If Charles was an officer, he would have had to stay in the service longer than the duration. I would have expected him to remain in the service longer. You have to be clearer on that point was he a non-comm enlisted man? If he was an officer why did he leave the service? Dis he "negate" Korea the ten years in would have been 1951 and Korea was front page. He was a marine, in the Pacific, in Japan, he would have seen Korea. Officers didn't just come and go: an act of Congress is not given lightly.


jstro ( ) posted Sat, 18 January 2003 at 11:35 PM

My father was an officer in WWII, and he was only in for the duration. While he was not a Marine (Army Air Corps) I assume the same could have been true for other branches. They made low grade officers, or 90 day wonders as my dad called them, just becasue they needed to fill the ranks quickly, and I don't think they were ever inteneded to be made into career officers. I did no research on this, just working from memory of my father's experience. jon

 
~jon
My Blog - Mad Utopia Writing in a new era.

# Problems to solve
[1] In the forum posts about WWII officers, which branch did jon's father serve in?
[2] Transcribe part of the forum posts about WWII officers, beginning at the words "jstro ( ) posted" and stopping after "in a new era.".
[3] Go on with the forum posts about WWII officers from the point where they stop.

# Supplied entries
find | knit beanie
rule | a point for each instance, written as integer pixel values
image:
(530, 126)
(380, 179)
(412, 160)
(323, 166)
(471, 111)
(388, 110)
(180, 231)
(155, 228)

# Answer set
[1] The Army Air Corps.

[2]
jstro ( ) posted Sat, 18 January 2003 at 11:35 PM

My father was an officer in WWII, and he was only in for the duration. While he was not a Marine (Army Air Corps) I assume the same could have been true for other branches. They made low grade officers, or 90 day wonders as my dad called them, just becasue they needed to fill the ranks quickly, and I don't think they were ever inteneded to be made into career officers. I did no research on this, just working from memory of my father's experience. jon

 
~jon
My Blog - Mad Utopia Writing in a new era.

[3]
tjames ( ) posted Sun, 19 January 2003 at 6:43 AM

So the position was like a warrant officer. My brother was in the marines, an E-5, and was offerred a commission under warrant, because he had no college. He went from W01 to WO2 then got a full commission to O2 finally retiring as a full O3 after 20. (But see that's in the marines.) The shavetails were at Quantico,VA. I used to go there to siphon blood from them, when I was stationed at tower 13 in Bethesda. Of course all those places are right in your backyard.


jstro ( ) posted Sun, 19 January 2003 at 9:02 AM

He was a Second Lieutenant, if I remember correctly - the lowest officer grade the AAC had to offer. I probably should not have made Charles a Marine, since their grades are more foreign to me than those of the Army or Air Force, but he is a conglomeration of people I know; my dad (the 90 day wonder), an uncle that was a Marine in the pacific commands, and my mother who has Alzheimer's. Not my backyard. I'm from Missouri, but my dad came from Virginia and Richmond and Blacksburg were (and are) still familial locales and I've been there fairly often. jon

 
~jon
My Blog - Mad Utopia Writing in a new era.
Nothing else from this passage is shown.